Jak według tekstu poniżej zareagowano w Wielkiej Brytanii na pęknięcie niemieckiej linii pod Cambrai?

→ Tekst do czytania:
——————————

Po raz pierwszy w dużej liczbie, ponad 400 sztuk, użyto ich pod koniec listopada 1917 r. w bitwie pod Cambrai. Niemiecka linia pękła na całej długości natarcia, co wywołało taką euforię, iż w Wielkiej Brytanii bito w dzwony we wszystkich kościołach. Jednak brak paliwa i masowe psucie się maszyn nie pozwoliły wykorzystać zwycięstwa do przełamania frontu. Ostatecznie I wojnę światową wygrali alianci, ale tylko dlatego, że przystąpiły do niej Stany Zjednoczone. Wykrwawione demograficznie i ekonomicznie Niemcy musiały w końcu skapitulować, mimo iż ich armia cały czas walczyła na terytorium Francji.
Klęska wroga przekonała francuskich sztabowców, że przebieg następnego konfliktu sprowadzać się będzie do skutecznego wykrwawienia przeciwnika, przy ograniczaniu strat własnych. Dla rządu w Paryżu taka taktyka stanowiła konieczność ze względów demograficznych. Mając niespełna 40 mln mieszkańców i prawie zerowy przyrost naturalny, bano się, że śmierć milionów młodych mężczyzn w następnej wojnie może oznaczać ostateczne utracenie mocarstwowej pozycji. Dlatego z takim entuzjazmem przyjęto plany ministra wojny André Maginota, by granicę z Niemcami zabezpieczyć potężnym pasem umocnień.

——————————

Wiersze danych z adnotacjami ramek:
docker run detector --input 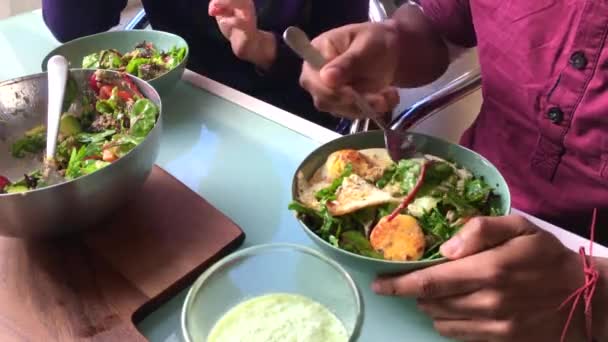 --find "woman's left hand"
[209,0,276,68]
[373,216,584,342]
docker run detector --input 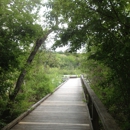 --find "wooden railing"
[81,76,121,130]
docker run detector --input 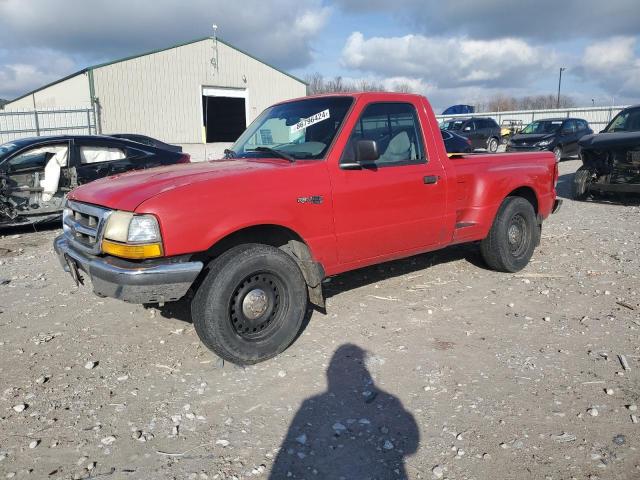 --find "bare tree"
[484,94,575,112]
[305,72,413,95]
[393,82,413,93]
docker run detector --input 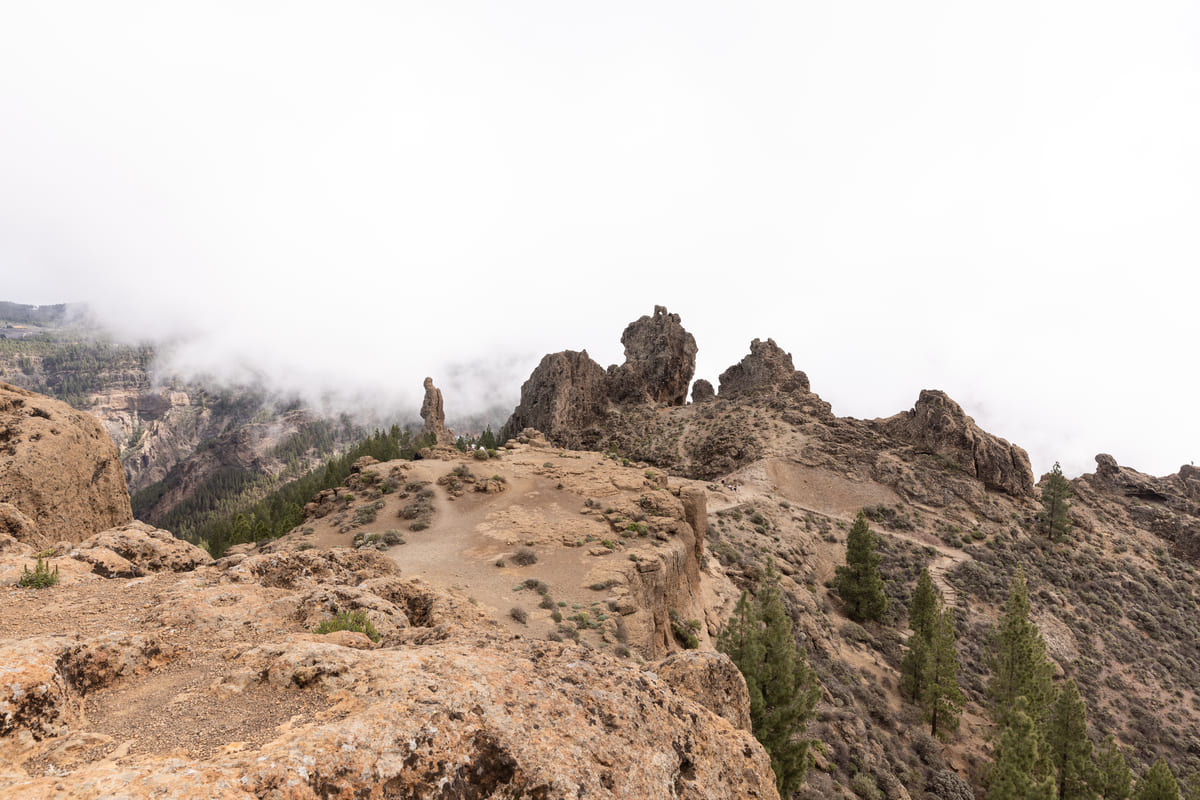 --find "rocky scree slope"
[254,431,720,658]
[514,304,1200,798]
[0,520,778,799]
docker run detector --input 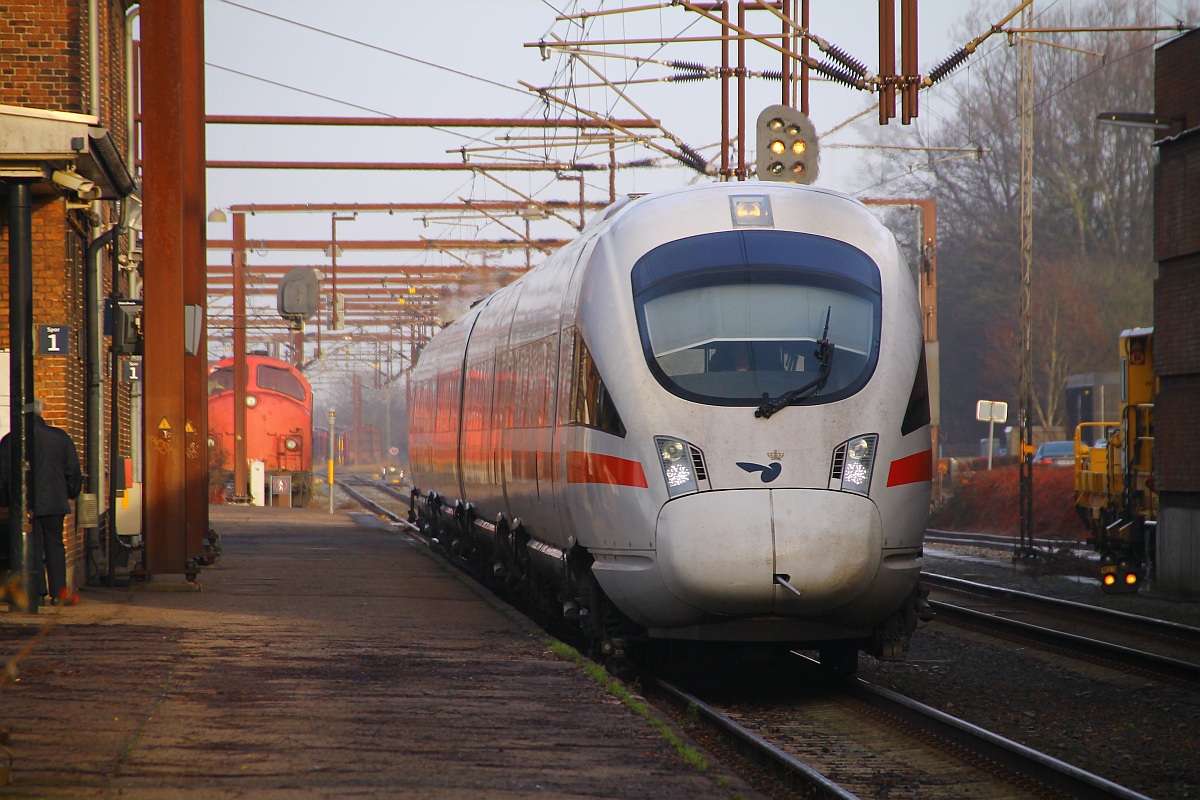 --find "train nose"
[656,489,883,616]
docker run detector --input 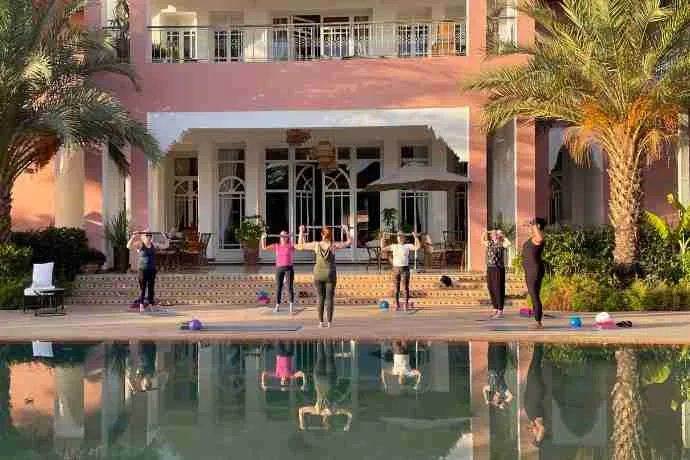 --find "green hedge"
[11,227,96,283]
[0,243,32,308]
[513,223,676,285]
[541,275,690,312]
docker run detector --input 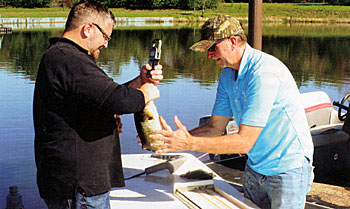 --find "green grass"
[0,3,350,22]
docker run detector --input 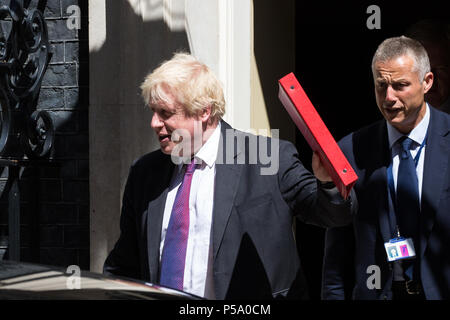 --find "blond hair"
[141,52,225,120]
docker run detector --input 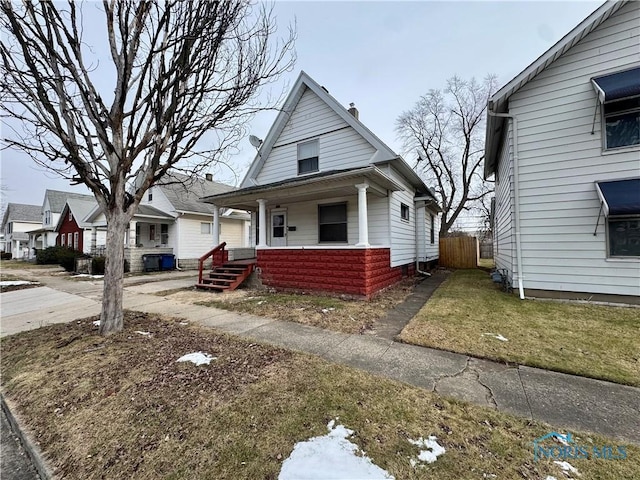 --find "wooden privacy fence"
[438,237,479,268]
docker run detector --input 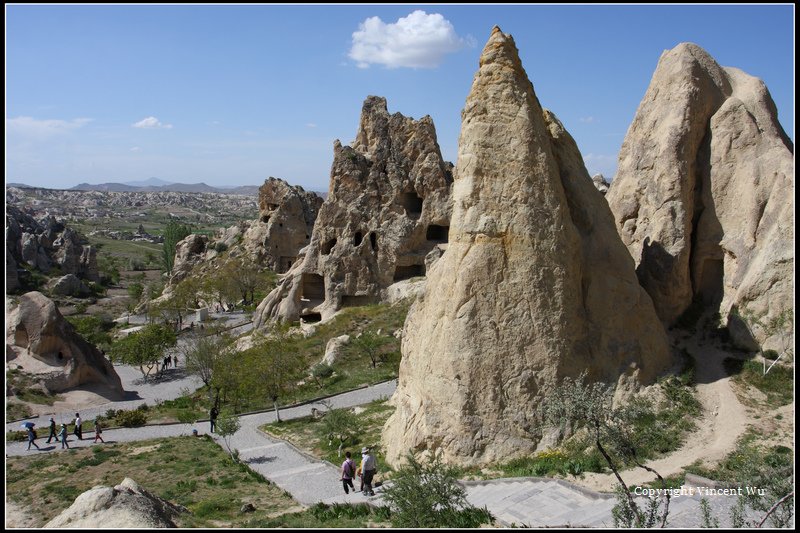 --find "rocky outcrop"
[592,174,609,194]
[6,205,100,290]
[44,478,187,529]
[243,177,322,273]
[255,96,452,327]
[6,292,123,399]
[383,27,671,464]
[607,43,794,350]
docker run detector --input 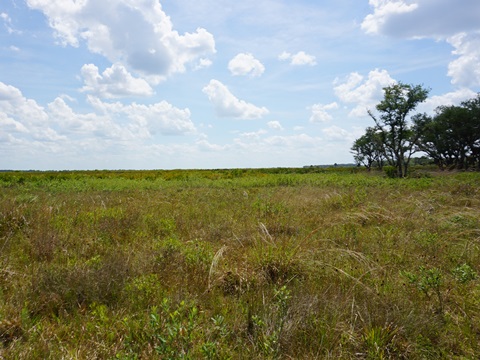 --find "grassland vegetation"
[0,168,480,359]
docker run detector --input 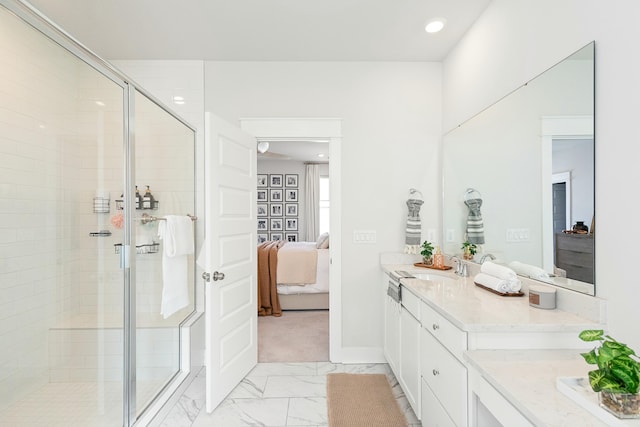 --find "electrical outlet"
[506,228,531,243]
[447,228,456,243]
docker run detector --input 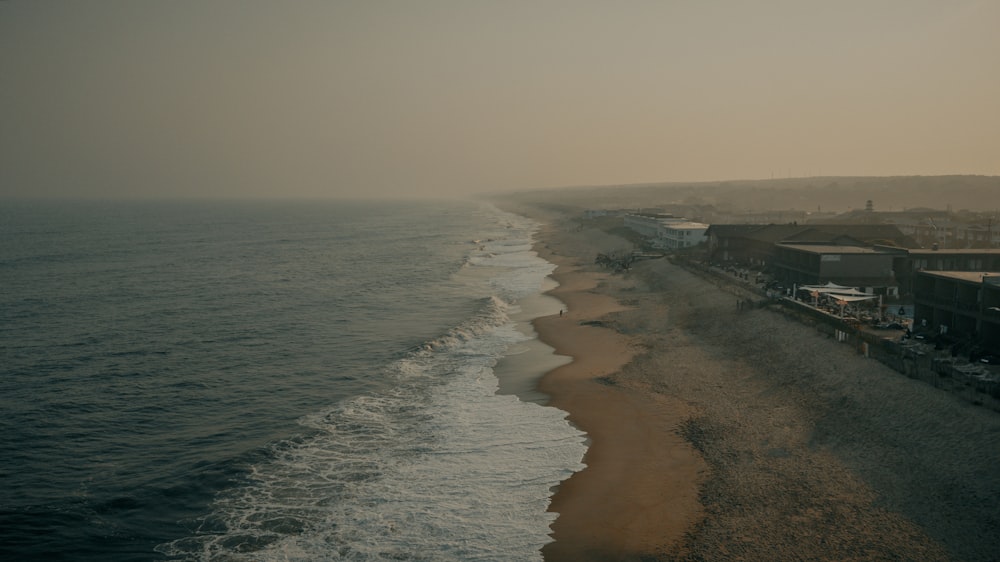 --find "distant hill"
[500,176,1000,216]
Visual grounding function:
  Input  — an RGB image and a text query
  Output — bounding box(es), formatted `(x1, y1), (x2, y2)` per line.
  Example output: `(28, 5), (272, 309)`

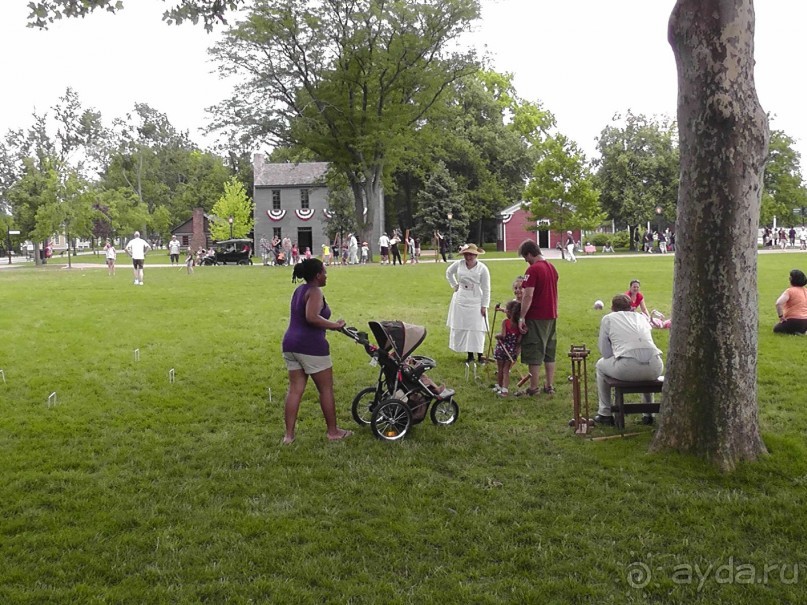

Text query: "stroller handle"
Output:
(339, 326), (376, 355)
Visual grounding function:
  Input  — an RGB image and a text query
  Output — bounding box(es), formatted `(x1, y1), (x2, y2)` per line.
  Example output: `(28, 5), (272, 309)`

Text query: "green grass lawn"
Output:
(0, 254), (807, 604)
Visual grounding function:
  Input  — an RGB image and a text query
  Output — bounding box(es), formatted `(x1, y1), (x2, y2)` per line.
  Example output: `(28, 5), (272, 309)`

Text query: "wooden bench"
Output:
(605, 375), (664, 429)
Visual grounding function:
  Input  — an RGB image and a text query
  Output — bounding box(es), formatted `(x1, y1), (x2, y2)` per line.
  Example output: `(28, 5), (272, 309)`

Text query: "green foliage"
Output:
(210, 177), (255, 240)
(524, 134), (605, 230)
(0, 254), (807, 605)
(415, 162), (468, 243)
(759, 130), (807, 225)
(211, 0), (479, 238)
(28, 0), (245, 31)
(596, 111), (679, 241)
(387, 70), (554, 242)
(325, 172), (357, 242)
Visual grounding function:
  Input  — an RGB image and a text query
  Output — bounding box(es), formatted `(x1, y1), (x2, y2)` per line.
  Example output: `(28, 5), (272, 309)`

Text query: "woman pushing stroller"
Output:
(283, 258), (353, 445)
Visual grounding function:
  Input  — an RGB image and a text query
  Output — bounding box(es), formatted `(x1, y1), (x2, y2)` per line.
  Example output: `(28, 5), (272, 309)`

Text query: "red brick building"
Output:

——————————

→ Odpowiedź:
W Wielkiej Brytanii bito w dzwony we wszystkich kościołach.